● **What the task asks**: Nothing should be left out: repeat all the data exactly.

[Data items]
★ ★ ★

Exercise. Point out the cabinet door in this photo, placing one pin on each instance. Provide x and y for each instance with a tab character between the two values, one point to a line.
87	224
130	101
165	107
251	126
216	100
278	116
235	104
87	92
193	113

★ ★ ★

● **Written answer**:
Exercise. Point out the cabinet door in this photo, placing one pin on each instance. Provide x and y for each instance with a tab character between the two values, one point to a line.
87	224
130	101
165	107
251	126
216	100
278	116
235	104
87	92
193	113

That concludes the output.